::: Selected extract
BACKGROUND OF THE INVENTION
[0003] Tumor necrosis factor (TNF) plays a key role as a cause of
many chronic inflammatory diseases such as rheumatoid arthritis
(RA), but is essential for host defenses against many infectious
such as tuberculosis (TB). The most widely used TNF blockers differ
substantially in their risk of reactivating latent TB infection,
with infliximab (Remicade, a monoclonal antibody) being many times
that of etanercept (Enbrel, soluble TNF receptor).
[0004] Recognition of the central role of TNF in the pathogenesis
of chronic inflammatory disease such as RA has profoundly changed
the treatment of these conditions, with the introduction into
clinical use of infliximab in 1998, etanercept in 1999, and
adalimumab in 2004. As experience with these drugs has grown,
important differences between them have emerged. Despite sharing a
common therapeutic target infliximab poses a 9 times greater risk
of reactivation of latent M. tuberculosis infection during the
first 3 months of treatment than etanercept (See, e.g. Wallis et
al. Clin Infect Dis 2005). Histoplasmosis, listeriosis, and
coccidioidomycosis also are increased with infliximab (See, e.g.,
Bergstrom et al. Arthritis Rheum 2004; and Lee et al. Arthritis
Rheum 2002).
::::::
Prompt 1:
In the background passage, how much greater is infliximab's risk of reactivating latent M. tuberculosis infection than etanercept's during the first 3 months of treatment?
Prompt 2:
Rewrite the background passage from "[0004] Recognition of" up to and including "Rheum 2002).", putting "Remicade" in place of "infliximab".
::: Data records
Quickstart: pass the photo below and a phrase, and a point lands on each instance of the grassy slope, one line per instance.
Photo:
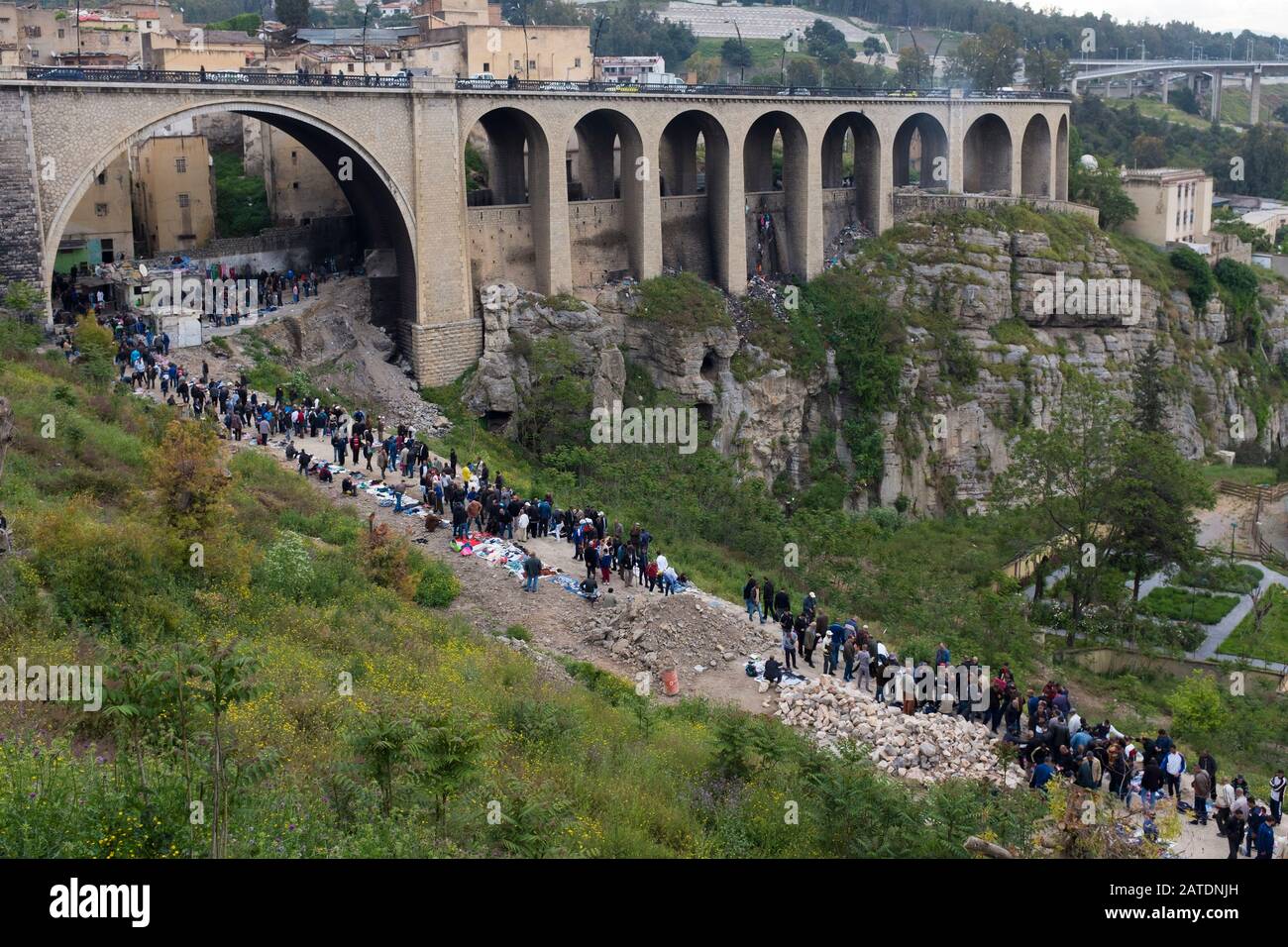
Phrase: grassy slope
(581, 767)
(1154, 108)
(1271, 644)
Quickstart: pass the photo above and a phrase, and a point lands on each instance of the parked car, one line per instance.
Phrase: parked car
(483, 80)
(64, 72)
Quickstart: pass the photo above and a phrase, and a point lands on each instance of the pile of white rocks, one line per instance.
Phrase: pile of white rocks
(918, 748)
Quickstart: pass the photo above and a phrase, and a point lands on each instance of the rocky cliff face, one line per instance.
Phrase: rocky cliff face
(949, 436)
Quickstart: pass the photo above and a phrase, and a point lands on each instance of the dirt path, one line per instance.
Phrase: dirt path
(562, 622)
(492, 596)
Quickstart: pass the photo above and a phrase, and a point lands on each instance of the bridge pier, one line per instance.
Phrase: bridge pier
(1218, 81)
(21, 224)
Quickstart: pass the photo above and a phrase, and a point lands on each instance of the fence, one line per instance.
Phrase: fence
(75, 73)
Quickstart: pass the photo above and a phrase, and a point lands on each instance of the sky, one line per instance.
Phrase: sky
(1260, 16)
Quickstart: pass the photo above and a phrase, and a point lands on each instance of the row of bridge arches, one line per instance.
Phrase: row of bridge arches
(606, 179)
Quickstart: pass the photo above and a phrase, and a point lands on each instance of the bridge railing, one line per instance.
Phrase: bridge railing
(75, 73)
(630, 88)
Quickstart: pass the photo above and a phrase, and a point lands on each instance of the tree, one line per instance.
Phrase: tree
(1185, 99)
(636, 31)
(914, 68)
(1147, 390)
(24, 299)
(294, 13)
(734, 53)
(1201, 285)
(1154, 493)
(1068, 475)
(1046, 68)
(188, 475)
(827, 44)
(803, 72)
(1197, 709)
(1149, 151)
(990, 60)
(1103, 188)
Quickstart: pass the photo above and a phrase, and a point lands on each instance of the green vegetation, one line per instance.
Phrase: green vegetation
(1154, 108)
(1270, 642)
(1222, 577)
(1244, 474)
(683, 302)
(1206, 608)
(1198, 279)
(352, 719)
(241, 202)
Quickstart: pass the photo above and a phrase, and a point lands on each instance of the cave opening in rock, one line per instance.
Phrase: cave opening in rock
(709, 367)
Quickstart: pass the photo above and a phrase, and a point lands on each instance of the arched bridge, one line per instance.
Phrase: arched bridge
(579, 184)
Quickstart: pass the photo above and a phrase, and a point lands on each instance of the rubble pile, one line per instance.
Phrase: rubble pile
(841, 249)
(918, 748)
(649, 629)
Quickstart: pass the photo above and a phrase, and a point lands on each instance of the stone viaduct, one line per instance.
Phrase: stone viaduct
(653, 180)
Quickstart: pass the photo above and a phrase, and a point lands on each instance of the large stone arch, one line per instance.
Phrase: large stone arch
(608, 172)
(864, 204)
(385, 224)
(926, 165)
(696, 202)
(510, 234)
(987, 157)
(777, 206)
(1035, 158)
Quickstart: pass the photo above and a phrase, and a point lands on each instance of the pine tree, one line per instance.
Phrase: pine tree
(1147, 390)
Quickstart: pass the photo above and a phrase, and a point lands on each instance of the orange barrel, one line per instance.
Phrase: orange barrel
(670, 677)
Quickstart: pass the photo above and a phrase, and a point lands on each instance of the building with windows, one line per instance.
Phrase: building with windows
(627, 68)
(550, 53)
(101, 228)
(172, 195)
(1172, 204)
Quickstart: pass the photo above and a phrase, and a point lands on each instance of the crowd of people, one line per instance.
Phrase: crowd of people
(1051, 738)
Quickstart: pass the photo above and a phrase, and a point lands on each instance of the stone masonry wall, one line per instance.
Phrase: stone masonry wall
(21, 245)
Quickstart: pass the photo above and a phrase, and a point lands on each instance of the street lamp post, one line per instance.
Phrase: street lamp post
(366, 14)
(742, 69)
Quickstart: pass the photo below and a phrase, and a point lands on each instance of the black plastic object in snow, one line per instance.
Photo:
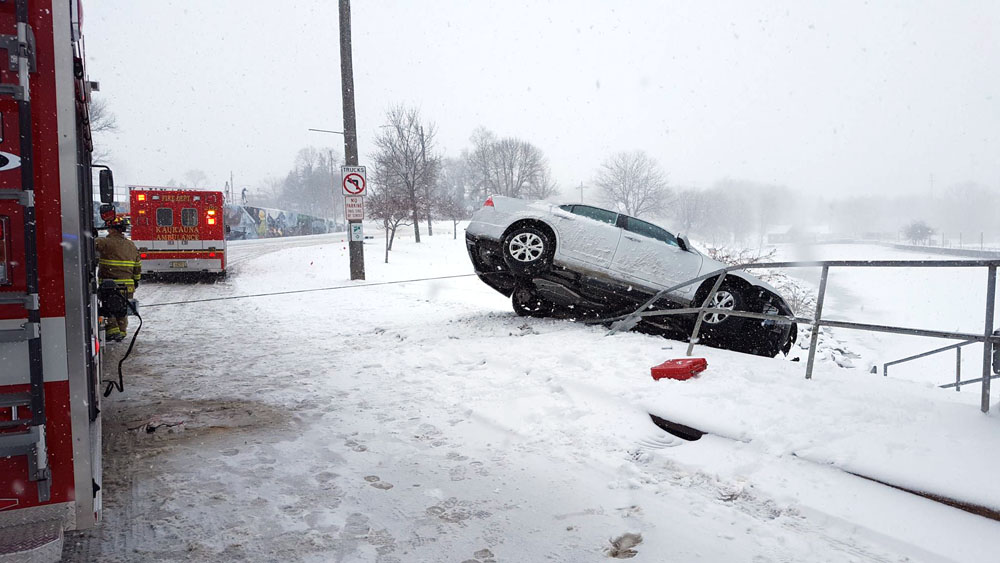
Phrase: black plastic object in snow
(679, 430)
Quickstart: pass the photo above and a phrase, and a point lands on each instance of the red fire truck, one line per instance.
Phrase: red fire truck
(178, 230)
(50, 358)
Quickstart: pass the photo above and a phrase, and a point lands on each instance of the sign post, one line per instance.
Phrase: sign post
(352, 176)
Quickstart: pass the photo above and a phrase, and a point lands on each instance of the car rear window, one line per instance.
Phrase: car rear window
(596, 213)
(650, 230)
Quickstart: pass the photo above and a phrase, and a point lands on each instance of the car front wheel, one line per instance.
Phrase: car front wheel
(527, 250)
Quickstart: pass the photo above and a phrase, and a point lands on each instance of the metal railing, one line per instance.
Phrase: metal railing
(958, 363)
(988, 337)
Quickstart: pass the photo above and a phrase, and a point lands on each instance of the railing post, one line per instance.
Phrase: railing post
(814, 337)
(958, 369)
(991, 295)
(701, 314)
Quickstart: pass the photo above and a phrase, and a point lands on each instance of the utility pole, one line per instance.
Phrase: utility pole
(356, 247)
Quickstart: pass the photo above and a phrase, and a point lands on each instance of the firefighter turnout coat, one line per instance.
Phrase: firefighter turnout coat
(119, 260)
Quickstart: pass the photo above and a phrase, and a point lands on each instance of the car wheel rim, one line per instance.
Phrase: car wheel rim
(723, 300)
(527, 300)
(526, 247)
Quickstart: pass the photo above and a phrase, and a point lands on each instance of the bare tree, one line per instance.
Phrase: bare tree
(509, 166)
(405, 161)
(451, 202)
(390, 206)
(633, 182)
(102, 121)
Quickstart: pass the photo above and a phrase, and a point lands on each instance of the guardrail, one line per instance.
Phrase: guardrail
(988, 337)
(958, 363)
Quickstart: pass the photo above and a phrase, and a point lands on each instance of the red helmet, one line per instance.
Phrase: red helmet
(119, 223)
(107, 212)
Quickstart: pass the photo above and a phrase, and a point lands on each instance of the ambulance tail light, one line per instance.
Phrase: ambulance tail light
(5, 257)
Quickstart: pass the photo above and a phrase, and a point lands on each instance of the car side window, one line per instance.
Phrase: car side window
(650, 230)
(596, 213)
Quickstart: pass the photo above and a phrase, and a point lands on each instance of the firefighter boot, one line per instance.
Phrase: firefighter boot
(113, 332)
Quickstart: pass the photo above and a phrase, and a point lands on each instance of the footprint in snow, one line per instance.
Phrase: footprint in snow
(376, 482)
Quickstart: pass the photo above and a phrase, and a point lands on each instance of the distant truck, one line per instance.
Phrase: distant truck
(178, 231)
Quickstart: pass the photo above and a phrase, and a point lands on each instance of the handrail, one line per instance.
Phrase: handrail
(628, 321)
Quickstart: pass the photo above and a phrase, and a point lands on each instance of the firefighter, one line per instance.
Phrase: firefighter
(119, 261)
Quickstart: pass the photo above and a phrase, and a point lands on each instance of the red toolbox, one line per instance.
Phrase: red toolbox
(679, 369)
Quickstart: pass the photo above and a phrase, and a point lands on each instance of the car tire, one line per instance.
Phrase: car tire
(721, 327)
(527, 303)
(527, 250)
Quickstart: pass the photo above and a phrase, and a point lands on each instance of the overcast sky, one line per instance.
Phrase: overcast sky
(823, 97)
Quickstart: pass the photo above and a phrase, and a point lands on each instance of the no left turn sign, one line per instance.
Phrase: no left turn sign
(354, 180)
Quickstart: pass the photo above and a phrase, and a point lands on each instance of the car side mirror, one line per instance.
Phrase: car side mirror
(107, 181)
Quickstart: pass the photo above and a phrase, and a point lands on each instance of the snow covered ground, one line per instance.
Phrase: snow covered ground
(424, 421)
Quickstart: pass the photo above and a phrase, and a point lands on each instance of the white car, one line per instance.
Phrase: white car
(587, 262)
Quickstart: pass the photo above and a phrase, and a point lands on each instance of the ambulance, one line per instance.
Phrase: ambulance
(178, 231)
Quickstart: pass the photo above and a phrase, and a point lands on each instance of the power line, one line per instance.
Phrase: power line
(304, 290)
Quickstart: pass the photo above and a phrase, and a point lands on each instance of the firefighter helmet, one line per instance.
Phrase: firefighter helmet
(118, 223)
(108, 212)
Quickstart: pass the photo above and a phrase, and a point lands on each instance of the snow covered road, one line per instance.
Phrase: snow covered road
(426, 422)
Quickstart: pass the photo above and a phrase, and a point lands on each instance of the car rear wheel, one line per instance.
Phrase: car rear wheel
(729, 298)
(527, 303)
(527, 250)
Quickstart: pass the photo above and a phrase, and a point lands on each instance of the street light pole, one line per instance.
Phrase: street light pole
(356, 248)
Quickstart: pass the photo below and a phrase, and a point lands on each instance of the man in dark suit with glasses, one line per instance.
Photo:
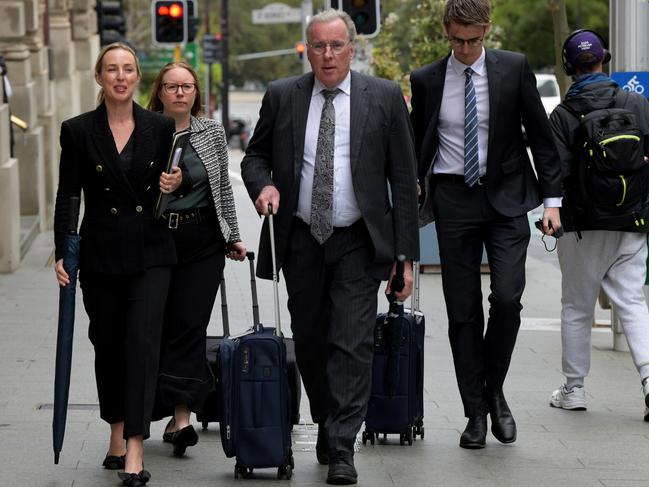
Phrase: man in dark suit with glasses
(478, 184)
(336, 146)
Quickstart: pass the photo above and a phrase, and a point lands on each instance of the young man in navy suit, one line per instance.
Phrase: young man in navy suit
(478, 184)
::::::
Result 1:
Nine times greater.

Result 2:
[0004] Recognition of the central role of TNF in the pathogenesis
of chronic inflammatory disease such as RA has profoundly changed
the treatment of these conditions, with the introduction into
clinical use of Remicade in 1998, etanercept in 1999, and
adalimumab in 2004. As experience with these drugs has grown,
important differences between them have emerged. Despite sharing a
common therapeutic target Remicade poses a 9 times greater risk
of reactivation of latent M. tuberculosis infection during the
first 3 months of treatment than etanercept (See, e.g. Wallis et
al. Clin Infect Dis 2005). Histoplasmosis, listeriosis, and
coccidioidomycosis also are increased with Remicade (See, e.g.,
Bergstrom et al. Arthritis Rheum 2004; and Lee et al. Arthritis
Rheum 2002).